- O que se pede -
a: No texto sobre as enchentes no Paquistão, reescreva de forma mais breve o parágrafo que começa com "As águas das enchentes destruíram" e mantenha os fatos principais.
b: Reproduza fielmente, do texto sobre as enchentes no Paquistão, o trecho que vai de "Dois homens na" até "no ano passado.".

- Trecho citado -

-------

Dois homens na porta de uma casa recém-construída e resistente a enchentes na província de Sindh, no Paquistão [wikimedia]

Prem Kumar foi um dos inúmeros paquistaneses cujas casas foram levadas pelas enchentes sem precedentes que deixaram um rastro de morte e destruição em um terço do país no ano passado.

As águas das enchentes destruíram casas e fazendas em seu vilarejo de Ram Nagar, situado nos subúrbios de Tando Allahyar, um distrito na província de Sindh, no sul do país, forçando centenas de pessoas a fugir e passar semanas em tendas improvisadas.

No entanto, a apenas alguns quilômetros de distância, as pessoas do vilarejo de Pomo não foram afetadas pela catástrofe que ceifou mais de 1.700 vidas e infligiu um prejuízo estimado em US$ 32 bilhões à já vacilante economia do Paquistão.

-------

- Conjunto de dados -
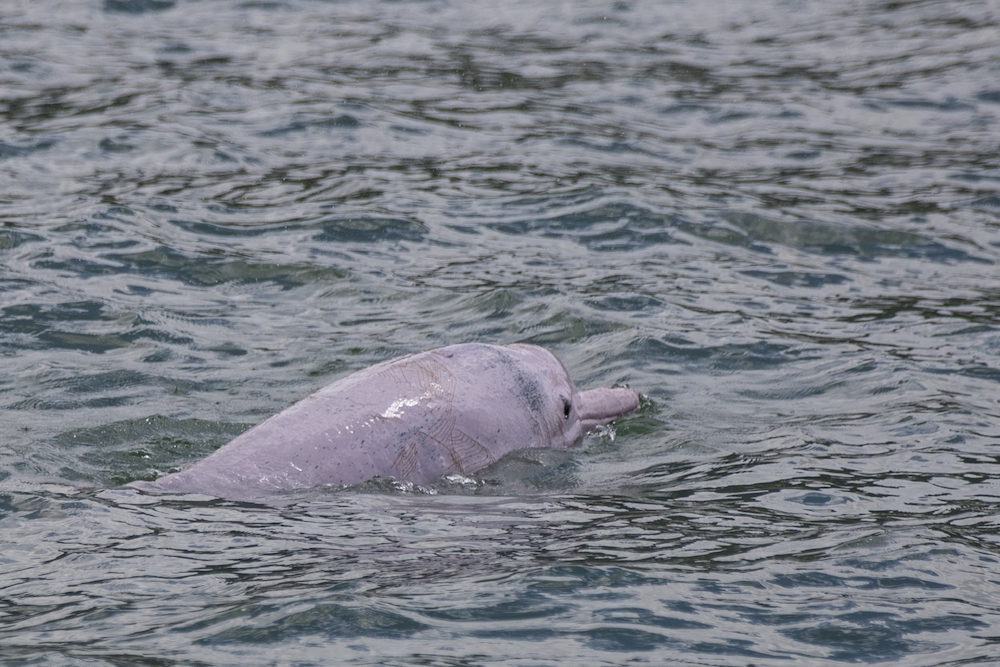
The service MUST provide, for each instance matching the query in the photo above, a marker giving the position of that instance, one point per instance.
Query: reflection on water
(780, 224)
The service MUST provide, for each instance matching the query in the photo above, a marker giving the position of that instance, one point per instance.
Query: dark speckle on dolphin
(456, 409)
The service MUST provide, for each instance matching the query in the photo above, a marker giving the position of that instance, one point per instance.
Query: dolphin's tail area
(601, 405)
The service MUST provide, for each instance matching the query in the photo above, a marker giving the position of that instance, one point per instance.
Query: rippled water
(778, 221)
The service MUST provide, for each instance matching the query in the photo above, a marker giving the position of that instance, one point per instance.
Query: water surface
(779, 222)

-------

- Respostas do exercício -
a: As enchentes destruíram casas e fazendas em Ram Nagar, vilarejo nos subúrbios de Tando Allahyar, distrito da província de Sindh, no sul do país. Centenas de pessoas tiveram de fugir e passaram semanas em tendas improvisadas.

b:
Dois homens na porta de uma casa recém-construída e resistente a enchentes na província de Sindh, no Paquistão [wikimedia]

Prem Kumar foi um dos inúmeros paquistaneses cujas casas foram levadas pelas enchentes sem precedentes que deixaram um rastro de morte e destruição em um terço do país no ano passado.